____ Document passage

Of course my jazz conception has been influenced by a number of non-pianists too. Bird, Hank Mobley, John Coltrane, Kenny Dorham influences readily come to mind. But who can say - with all of our diverse listening experience - what influence comes from where?

 -        What were your first combo playing experiences?
As a kid - in garage bands since I was 13. As a teenager I made a few trio gigs in Dallas. Then I played a lot in college at IU. I put together bands that had Pookie Johnson from Indianapolis, Al Kiger - who was living nearby, and Benny Barth who would visit Indiana occasionally from the coast. I was transcribing arrangements from records - Horace Silver, and various Blue Note music. That was cool, but what I should have been doing is let Pookie and Al call the tunes and learn from their repertoire.

-    How would you describe your approach to small group writing?
I try to expand the material compositionally as far as I can take it - either in a "theme and variations" or some other type of compositional development. Wayne Shorter influence me how to develop and reuse one's material. Sometimes a piece originates as a song form and then expands to other sections and sometimes there's no standard song form. But introductions, backgrounds, codas, interludes - I learned that from Horace Silver and Thad. I like to write out my bass lines and harmonies. I enjoy attention to detail. Wayne and Monk are very specific about what they write.

-                 Melody, Harmony, Rhythm and Texture [the way the music sounds]      have been described as the musical atoms upon which all composing is based; is there anything unique or different in how you deal with these, individually and collectively, in your writing?
Any one of these elements can be the offspring for some type of development and can take center stage. What keeps the music accessible, allowing the listener to follow easily is to develop one or two of these elements at a time rather than all at once. One only has to study classical music to see how it's really done.

-       Talk about Junior Cook and Bill Hardman
Beginning in late 1982, I worked steadily with Junior Cook at the Star Cafe for about two years. This is where I “cut my teeth.”  Playing with Junior every week was a very fortunate opportunity for me.  Exactly the kind of experience any budding jazz musician needs to develop one’s musicianship and individuality – a rarity these days, for sure.  We always played an interesting and balanced repertoire.   
I then joined the Junior Cook/Bill Hardman quintet. We played mostly in small clubs around New York. The rhythm section included drummers Leroy Williams, Joe Jones, Jr., Al Harewood, Walter Bolden and bassists Hal Dodson, Paul Brown and Walter Booker. Playing with these veterans, I felt validated. We played a grueling European tour in 1986, but playing every night has its rewards.

________
____ Record list

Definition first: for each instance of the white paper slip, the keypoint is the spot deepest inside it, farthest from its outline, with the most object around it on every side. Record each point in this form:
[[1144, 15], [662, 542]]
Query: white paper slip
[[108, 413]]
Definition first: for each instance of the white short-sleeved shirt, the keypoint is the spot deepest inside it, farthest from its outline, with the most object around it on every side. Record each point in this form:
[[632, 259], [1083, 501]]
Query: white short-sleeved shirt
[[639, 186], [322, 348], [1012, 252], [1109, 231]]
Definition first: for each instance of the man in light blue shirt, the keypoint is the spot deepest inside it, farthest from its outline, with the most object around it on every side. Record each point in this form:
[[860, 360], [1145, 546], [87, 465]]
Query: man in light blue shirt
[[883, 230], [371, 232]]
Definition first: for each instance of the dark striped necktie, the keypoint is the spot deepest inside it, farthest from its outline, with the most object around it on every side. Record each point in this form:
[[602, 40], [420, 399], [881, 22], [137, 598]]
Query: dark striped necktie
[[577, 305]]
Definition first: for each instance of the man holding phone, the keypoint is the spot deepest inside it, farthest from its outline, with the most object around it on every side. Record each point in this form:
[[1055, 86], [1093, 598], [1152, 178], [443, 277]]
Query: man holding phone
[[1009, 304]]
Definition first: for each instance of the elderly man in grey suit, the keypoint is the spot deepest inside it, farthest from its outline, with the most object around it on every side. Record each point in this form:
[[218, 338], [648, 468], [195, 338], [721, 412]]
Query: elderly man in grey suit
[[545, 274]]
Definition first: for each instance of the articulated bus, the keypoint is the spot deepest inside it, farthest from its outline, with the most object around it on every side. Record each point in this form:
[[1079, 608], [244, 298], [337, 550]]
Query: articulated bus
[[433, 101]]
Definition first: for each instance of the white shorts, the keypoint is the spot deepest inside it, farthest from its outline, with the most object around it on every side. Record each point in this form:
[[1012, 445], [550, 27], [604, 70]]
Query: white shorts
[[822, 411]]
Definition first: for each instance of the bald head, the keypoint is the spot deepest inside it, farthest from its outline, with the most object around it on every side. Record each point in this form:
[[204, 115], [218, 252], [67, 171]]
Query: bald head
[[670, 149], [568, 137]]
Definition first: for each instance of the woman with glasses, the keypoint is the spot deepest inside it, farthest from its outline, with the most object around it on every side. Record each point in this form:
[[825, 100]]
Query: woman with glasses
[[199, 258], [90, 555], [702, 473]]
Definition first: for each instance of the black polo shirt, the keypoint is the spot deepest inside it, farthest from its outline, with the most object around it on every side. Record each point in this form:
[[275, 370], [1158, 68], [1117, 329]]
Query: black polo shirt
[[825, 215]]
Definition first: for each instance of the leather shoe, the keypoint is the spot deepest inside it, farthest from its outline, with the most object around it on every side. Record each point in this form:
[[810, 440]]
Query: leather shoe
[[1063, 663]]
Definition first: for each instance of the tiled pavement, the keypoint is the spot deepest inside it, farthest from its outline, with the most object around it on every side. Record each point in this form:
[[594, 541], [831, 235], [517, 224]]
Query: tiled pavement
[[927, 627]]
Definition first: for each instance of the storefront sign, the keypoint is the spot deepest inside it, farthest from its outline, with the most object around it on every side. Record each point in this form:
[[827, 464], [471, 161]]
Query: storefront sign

________

Task objective — In the jazz interview, where did the speaker work steadily with Junior Cook beginning in late 1982?

Solution to the problem — At the Star Cafe